*Fragmento citado*.
--------------------

La estadística es contundente, demuestra que el mayor número de defunciones como consecuencia de contraer el terrible virus del Covid-19 se concentra en personas cuya alimentación ha sido deficiente en nutrientes; el Centro Nacional de Programas Preventivos y Control de Enfermedades de la Secretaría de Salud detalla que, hasta hace algunas semanas, del total de decesos por coronavirus el 43% tenía hipertensión, 38% diabetes y 25% obesidad. Está claro que una persona que sufre de obesidad, difícilmente se encuentra sana, tarde o temprano esta condición habrá de cobrarle facturas en su salud.

Adicionalmente, el Fondo de las Naciones Unidas para la Infancia (UNICEF) advirtió que la obesidad infantil en México es una emergencia de salud pública, porque un tercio de los niños y adolescentes tienen sobrepeso u obesidad. Señala a México como el país de América Latina que registra un mayor consumo de productos ultraprocesados, incluidas las bebidas azucaradas. Tan solo los niños en edad preescolar ingieren alrededor del 40% de sus calorías de esta forma.

Todo esto ha provocado que congresos legislativos de diferentes estados de la república promuevan la prohibición de la venta a menores de la llamada comida chatarra, misma que se concentra en frituras, golosinas, refrescos, es decir todos aquellos alimentos con altos contenidos calóricos.

La medida se escucha bien, ante la pandemia que vivimos, pero también puede ser de oportunidad para el lucimiento político de algunos que acusan como la causa primordial de las defunciones registradas a una deficiente alimentación y de forma indirecta culpan a la población por su estado de salud.

Durante muchos años se ha polemizado respecto al consumo de refrescos en nuestro país, que de acuerdo con datos de la Universidad de Yale, México es el primer consumidor de refrescos en el mundo con un promedio de 163 litros por persona al año, 40 por ciento más que Estados Unidos, que, a su vez, ocupa el segundo lugar con 118 litros; sin embargo, habría que reflexionar que no sólo se requiere prohibir la venta de este tipo de productos, hay que fomentar en la población la conciencia necesaria que lleve a modificar los hábitos alimenticios y evitar sucumbir a la costumbre alimenticia con la que muchas generaciones hemos vivido por décadas.

--------------------

*Datos de origen*.
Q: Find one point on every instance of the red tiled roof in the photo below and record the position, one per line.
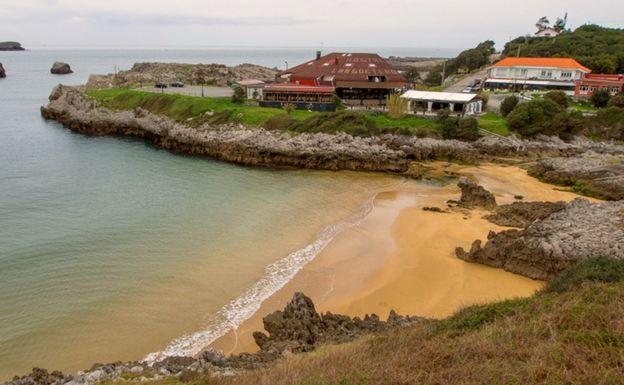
(287, 87)
(345, 67)
(562, 63)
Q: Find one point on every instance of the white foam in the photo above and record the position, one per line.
(276, 275)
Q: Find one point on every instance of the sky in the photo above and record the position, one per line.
(288, 23)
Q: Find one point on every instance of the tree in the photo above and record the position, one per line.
(617, 101)
(558, 97)
(412, 75)
(238, 96)
(508, 104)
(600, 98)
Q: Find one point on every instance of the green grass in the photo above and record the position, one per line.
(183, 107)
(494, 123)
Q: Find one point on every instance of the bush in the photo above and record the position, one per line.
(239, 95)
(509, 104)
(600, 98)
(617, 101)
(558, 97)
(594, 270)
(468, 129)
(534, 117)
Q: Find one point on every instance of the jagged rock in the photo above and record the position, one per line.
(550, 245)
(60, 68)
(521, 214)
(474, 196)
(599, 174)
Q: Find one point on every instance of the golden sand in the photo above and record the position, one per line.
(401, 257)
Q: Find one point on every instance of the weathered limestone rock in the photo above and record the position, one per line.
(550, 245)
(521, 214)
(474, 196)
(60, 68)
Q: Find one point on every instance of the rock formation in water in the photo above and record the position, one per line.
(11, 46)
(475, 196)
(298, 328)
(522, 214)
(599, 174)
(60, 68)
(210, 74)
(547, 246)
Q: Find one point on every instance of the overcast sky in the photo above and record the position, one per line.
(288, 23)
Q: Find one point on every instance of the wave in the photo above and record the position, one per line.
(276, 275)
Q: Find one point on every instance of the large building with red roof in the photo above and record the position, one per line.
(358, 78)
(536, 74)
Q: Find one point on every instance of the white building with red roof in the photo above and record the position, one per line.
(536, 73)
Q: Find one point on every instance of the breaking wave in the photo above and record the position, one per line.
(275, 276)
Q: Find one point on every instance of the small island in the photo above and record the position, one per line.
(11, 46)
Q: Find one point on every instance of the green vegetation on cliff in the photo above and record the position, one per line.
(599, 48)
(569, 333)
(223, 110)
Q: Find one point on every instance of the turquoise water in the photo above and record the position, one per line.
(110, 249)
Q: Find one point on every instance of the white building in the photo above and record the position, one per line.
(536, 74)
(431, 102)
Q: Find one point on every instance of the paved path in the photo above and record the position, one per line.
(212, 92)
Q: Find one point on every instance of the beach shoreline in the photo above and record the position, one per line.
(401, 257)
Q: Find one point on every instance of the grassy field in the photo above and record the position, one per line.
(494, 123)
(183, 107)
(570, 333)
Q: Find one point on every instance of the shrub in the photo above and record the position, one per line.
(396, 106)
(509, 104)
(594, 270)
(468, 129)
(558, 97)
(239, 95)
(617, 101)
(534, 117)
(600, 98)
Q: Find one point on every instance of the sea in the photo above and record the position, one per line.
(111, 249)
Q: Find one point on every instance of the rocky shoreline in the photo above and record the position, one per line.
(298, 328)
(259, 147)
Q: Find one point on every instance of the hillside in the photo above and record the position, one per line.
(572, 332)
(599, 48)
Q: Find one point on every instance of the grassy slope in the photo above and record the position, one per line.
(571, 333)
(182, 107)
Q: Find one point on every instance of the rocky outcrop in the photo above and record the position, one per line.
(593, 173)
(296, 329)
(522, 214)
(475, 196)
(150, 73)
(60, 68)
(549, 245)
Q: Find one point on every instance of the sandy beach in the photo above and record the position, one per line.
(401, 257)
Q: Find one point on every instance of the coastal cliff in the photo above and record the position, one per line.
(256, 146)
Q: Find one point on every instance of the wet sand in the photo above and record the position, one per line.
(401, 257)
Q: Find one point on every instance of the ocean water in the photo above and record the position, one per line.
(111, 249)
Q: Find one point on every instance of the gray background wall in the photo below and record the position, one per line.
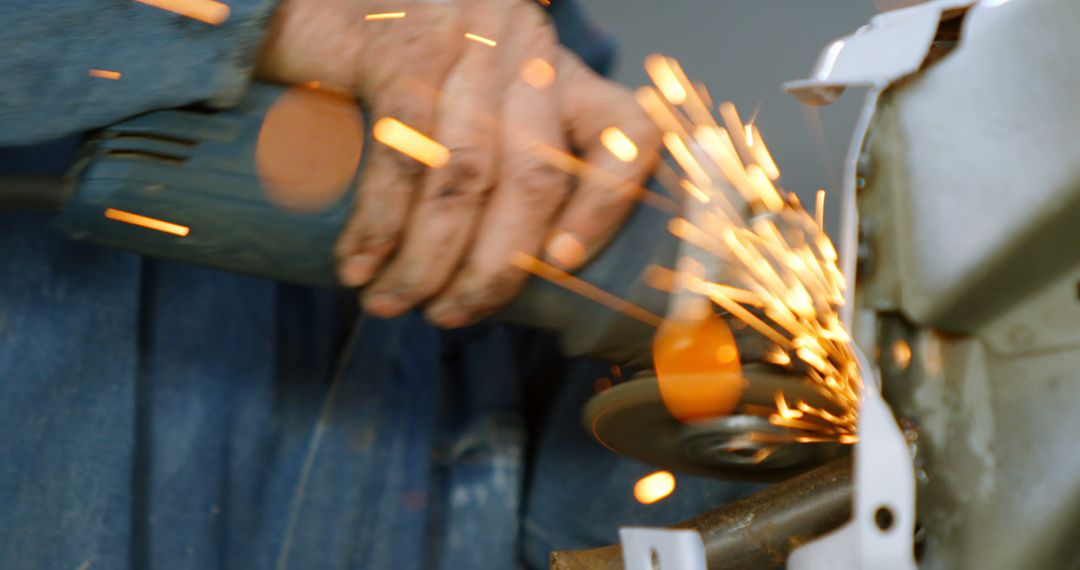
(743, 50)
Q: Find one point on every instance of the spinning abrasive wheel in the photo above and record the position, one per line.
(631, 419)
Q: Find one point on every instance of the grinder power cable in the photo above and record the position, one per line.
(185, 185)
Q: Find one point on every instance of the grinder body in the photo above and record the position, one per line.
(197, 171)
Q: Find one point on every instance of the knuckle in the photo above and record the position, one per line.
(541, 182)
(490, 290)
(464, 181)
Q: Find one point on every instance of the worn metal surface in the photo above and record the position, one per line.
(757, 531)
(632, 420)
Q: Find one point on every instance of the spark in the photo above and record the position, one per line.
(481, 39)
(385, 15)
(538, 72)
(412, 143)
(619, 144)
(105, 73)
(781, 271)
(583, 288)
(694, 191)
(783, 409)
(148, 222)
(761, 154)
(206, 11)
(660, 70)
(653, 487)
(819, 211)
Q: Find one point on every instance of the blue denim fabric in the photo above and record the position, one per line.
(160, 416)
(164, 59)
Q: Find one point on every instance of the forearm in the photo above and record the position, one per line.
(163, 59)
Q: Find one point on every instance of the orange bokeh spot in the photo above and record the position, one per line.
(653, 487)
(309, 149)
(698, 368)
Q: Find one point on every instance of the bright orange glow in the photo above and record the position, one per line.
(207, 11)
(902, 353)
(144, 221)
(481, 39)
(583, 288)
(385, 15)
(566, 249)
(698, 368)
(653, 487)
(781, 276)
(778, 356)
(619, 144)
(412, 143)
(309, 149)
(104, 73)
(660, 71)
(538, 72)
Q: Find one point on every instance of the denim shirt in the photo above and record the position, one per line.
(160, 416)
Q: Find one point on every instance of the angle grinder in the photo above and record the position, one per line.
(188, 185)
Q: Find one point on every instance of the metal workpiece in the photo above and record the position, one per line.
(973, 304)
(758, 531)
(631, 419)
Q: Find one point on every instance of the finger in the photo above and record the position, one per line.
(530, 186)
(406, 62)
(443, 221)
(619, 145)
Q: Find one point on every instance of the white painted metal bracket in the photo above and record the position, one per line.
(655, 548)
(880, 533)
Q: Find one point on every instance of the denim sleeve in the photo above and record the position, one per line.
(164, 59)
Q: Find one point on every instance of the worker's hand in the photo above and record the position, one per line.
(488, 81)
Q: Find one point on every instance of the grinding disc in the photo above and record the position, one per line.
(631, 419)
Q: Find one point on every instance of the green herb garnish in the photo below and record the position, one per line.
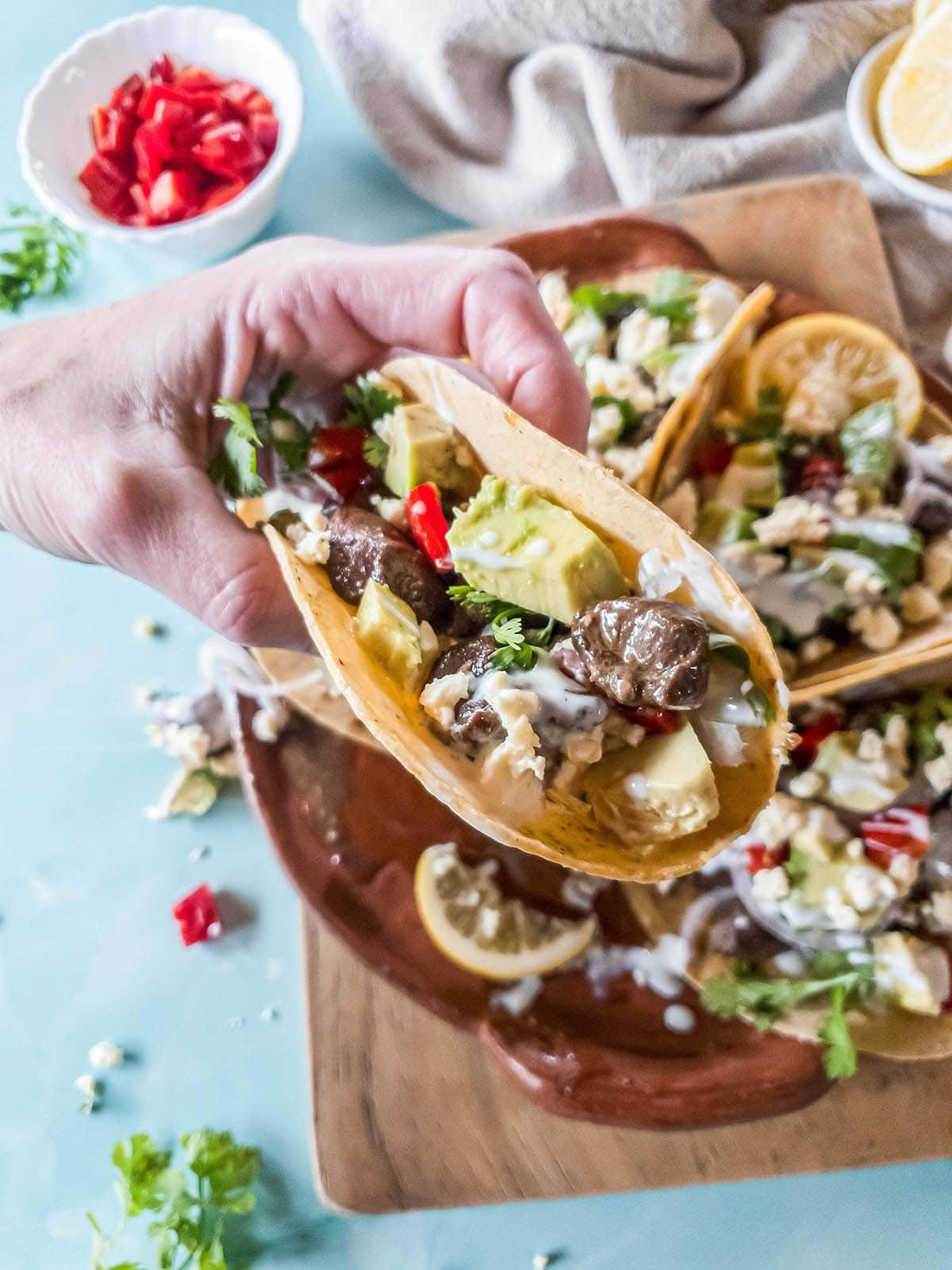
(190, 1204)
(44, 260)
(368, 402)
(518, 645)
(765, 1001)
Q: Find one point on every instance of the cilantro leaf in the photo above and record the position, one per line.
(235, 467)
(44, 260)
(376, 451)
(368, 402)
(839, 1057)
(190, 1216)
(869, 441)
(765, 1000)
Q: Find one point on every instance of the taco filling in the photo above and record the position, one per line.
(505, 625)
(838, 901)
(833, 521)
(640, 343)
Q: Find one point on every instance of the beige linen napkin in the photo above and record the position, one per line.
(507, 111)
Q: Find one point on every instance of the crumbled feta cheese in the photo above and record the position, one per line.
(606, 425)
(816, 649)
(793, 520)
(820, 402)
(937, 564)
(939, 772)
(867, 887)
(771, 884)
(441, 698)
(607, 378)
(628, 463)
(639, 336)
(919, 605)
(107, 1053)
(876, 626)
(554, 292)
(679, 1019)
(806, 784)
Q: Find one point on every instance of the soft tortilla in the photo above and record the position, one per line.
(565, 832)
(895, 1034)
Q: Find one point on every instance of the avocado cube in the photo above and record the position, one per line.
(517, 545)
(425, 448)
(387, 629)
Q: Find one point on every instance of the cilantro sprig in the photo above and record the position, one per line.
(190, 1204)
(235, 467)
(765, 1001)
(42, 260)
(518, 645)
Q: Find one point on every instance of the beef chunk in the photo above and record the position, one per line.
(734, 933)
(365, 545)
(644, 652)
(475, 722)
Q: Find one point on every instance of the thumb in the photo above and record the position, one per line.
(184, 543)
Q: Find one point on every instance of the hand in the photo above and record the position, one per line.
(107, 425)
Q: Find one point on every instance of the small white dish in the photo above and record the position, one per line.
(54, 137)
(862, 118)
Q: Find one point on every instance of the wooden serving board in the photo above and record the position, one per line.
(410, 1113)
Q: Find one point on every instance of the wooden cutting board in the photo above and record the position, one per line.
(410, 1113)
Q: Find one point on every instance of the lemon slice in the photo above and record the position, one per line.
(916, 102)
(924, 10)
(841, 362)
(470, 922)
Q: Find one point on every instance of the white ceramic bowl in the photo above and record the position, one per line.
(55, 143)
(861, 114)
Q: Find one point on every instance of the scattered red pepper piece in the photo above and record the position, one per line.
(197, 914)
(812, 736)
(761, 856)
(712, 457)
(428, 525)
(198, 137)
(899, 831)
(654, 719)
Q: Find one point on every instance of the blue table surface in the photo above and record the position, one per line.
(88, 949)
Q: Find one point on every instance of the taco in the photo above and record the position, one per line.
(503, 657)
(647, 319)
(823, 483)
(831, 918)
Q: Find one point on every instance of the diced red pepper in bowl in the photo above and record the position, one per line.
(178, 145)
(197, 914)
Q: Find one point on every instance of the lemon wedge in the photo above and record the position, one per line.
(474, 925)
(916, 102)
(841, 362)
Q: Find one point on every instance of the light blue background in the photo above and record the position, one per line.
(88, 949)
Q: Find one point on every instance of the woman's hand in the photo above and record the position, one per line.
(107, 416)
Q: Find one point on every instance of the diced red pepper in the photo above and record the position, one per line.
(173, 196)
(127, 94)
(822, 473)
(759, 856)
(106, 183)
(222, 194)
(164, 69)
(228, 150)
(197, 914)
(264, 129)
(712, 457)
(899, 831)
(428, 525)
(812, 736)
(654, 719)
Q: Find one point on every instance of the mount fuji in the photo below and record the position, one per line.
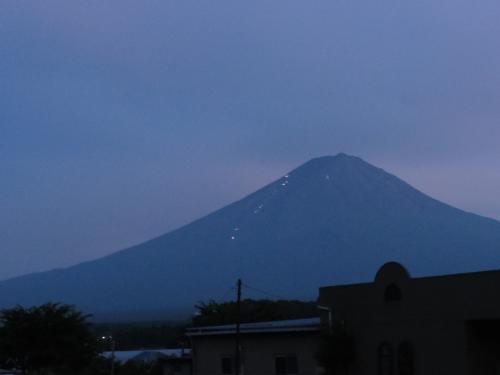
(335, 219)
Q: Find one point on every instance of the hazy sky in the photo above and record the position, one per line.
(120, 119)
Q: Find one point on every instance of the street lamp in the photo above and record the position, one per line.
(330, 313)
(113, 347)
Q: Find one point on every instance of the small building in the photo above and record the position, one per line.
(420, 326)
(266, 348)
(147, 355)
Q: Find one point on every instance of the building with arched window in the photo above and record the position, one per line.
(420, 326)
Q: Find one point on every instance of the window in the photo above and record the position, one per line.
(392, 293)
(405, 358)
(385, 359)
(227, 365)
(286, 364)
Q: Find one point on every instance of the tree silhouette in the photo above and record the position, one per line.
(51, 338)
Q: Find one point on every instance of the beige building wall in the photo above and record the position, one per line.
(258, 352)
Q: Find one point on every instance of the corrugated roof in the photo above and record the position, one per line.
(146, 355)
(294, 325)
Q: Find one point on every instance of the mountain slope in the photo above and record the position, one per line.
(335, 219)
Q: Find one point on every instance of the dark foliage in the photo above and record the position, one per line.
(336, 352)
(212, 313)
(102, 366)
(51, 338)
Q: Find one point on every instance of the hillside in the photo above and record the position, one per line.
(335, 219)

--------------------

*Tareas y ejercicios*.
(1) Responde estas preguntas sobre el texto de la comida chatarra:
(a) ¿Qué porcentaje de los fallecidos por coronavirus tenía diabetes, según el dato de la Secretaría de Salud?
(b) Según UNICEF, ¿qué proporción de los niños y adolescentes de México tiene sobrepeso u obesidad?
(c) De acuerdo con la Universidad de Yale, ¿cuántos litros de refresco consume en promedio una persona al año en México?
(2) Duplica el tramo del texto de la comida chatarra que va desde "Todo esto ha" hasta "estado de salud.", sin cambiar nada.
Los registros no son necesarios para resolver las tareas.

*Soluciones por tarea*.
(1)
(a) El 38%.
(b) Un tercio.
(c) 163 litros.

(2)
Todo esto ha provocado que congresos legislativos de diferentes estados de la república promuevan la prohibición de la venta a menores de la llamada comida chatarra, misma que se concentra en frituras, golosinas, refrescos, es decir todos aquellos alimentos con altos contenidos calóricos.

La medida se escucha bien, ante la pandemia que vivimos, pero también puede ser de oportunidad para el lucimiento político de algunos que acusan como la causa primordial de las defunciones registradas a una deficiente alimentación y de forma indirecta culpan a la población por su estado de salud.